» **Shape boundary lines**:
==========

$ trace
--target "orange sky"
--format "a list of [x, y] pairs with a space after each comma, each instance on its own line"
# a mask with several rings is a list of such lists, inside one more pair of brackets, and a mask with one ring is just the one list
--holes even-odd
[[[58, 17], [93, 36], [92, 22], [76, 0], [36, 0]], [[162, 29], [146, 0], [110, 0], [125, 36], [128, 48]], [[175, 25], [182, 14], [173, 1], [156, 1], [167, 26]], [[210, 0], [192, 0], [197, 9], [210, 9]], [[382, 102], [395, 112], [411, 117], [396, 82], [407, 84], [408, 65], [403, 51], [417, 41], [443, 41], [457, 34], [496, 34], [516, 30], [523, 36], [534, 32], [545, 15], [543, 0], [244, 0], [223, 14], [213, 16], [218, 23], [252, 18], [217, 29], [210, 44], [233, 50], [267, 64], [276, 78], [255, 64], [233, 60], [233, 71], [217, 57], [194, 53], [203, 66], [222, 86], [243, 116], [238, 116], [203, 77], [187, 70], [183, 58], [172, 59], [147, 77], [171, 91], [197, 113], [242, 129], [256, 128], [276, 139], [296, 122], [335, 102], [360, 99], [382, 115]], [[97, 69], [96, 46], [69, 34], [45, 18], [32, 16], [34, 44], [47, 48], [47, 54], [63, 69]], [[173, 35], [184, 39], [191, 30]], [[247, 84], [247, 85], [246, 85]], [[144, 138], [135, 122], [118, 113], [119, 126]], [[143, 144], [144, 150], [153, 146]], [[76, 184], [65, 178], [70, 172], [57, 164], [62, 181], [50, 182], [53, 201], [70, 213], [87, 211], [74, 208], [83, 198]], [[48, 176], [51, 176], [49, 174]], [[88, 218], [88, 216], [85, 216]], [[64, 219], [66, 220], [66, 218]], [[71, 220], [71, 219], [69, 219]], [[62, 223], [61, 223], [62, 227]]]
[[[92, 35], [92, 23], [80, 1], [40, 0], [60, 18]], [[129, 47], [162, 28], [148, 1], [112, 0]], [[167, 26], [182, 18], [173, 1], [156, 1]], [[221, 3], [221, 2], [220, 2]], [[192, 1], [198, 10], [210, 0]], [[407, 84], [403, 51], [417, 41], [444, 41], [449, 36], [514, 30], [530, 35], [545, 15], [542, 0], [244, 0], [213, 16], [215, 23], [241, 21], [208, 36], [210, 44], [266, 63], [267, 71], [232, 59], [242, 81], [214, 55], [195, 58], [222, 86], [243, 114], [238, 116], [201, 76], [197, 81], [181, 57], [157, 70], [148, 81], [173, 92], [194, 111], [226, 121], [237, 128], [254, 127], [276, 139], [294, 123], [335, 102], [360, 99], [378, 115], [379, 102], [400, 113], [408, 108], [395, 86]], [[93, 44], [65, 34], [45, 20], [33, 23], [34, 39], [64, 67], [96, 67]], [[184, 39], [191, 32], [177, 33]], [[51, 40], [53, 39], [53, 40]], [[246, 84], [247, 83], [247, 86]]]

==========

» **What you have to do**: Can you rewrite the lines from the first one up to and including the line with "223], [62, 227]]]", substituting "pale blue sky" for "orange sky" and keeping everything else the same?

» **Exercise result**:
$ trace
--target "pale blue sky"
--format "a list of [x, y] pairs with a space after each comma, each instance on its own line"
# a mask with several rings is a list of such lists, inside one more pair of brackets, and a mask with one ring is just the one list
--holes even-odd
[[[58, 17], [93, 36], [92, 22], [76, 0], [36, 0]], [[162, 29], [146, 0], [110, 0], [125, 36], [128, 48]], [[175, 25], [182, 14], [173, 1], [156, 1], [167, 26]], [[210, 0], [192, 0], [197, 9], [210, 9]], [[382, 102], [395, 112], [411, 117], [396, 82], [407, 84], [408, 65], [403, 51], [417, 41], [443, 41], [457, 34], [496, 34], [516, 30], [523, 36], [534, 32], [545, 15], [543, 0], [244, 0], [223, 14], [213, 16], [218, 23], [252, 18], [217, 29], [210, 44], [233, 50], [267, 64], [276, 78], [255, 64], [233, 60], [233, 71], [217, 57], [194, 53], [203, 66], [222, 86], [243, 116], [238, 116], [203, 77], [187, 70], [183, 58], [172, 59], [147, 77], [171, 91], [197, 113], [242, 129], [256, 128], [276, 139], [296, 122], [335, 102], [360, 99], [382, 115]], [[97, 69], [96, 46], [69, 34], [45, 18], [32, 16], [34, 44], [47, 48], [47, 54], [63, 69]], [[173, 35], [184, 39], [191, 30]], [[247, 84], [247, 85], [246, 85]], [[144, 138], [135, 122], [118, 113], [119, 126]], [[143, 144], [144, 150], [153, 146]], [[76, 184], [65, 178], [70, 172], [57, 164], [62, 181], [50, 182], [53, 201], [70, 213], [87, 211], [74, 208], [83, 198]], [[48, 176], [51, 176], [49, 174]], [[88, 218], [88, 216], [85, 216]], [[64, 219], [66, 220], [66, 218]], [[71, 220], [71, 219], [69, 219]], [[62, 223], [61, 223], [62, 227]]]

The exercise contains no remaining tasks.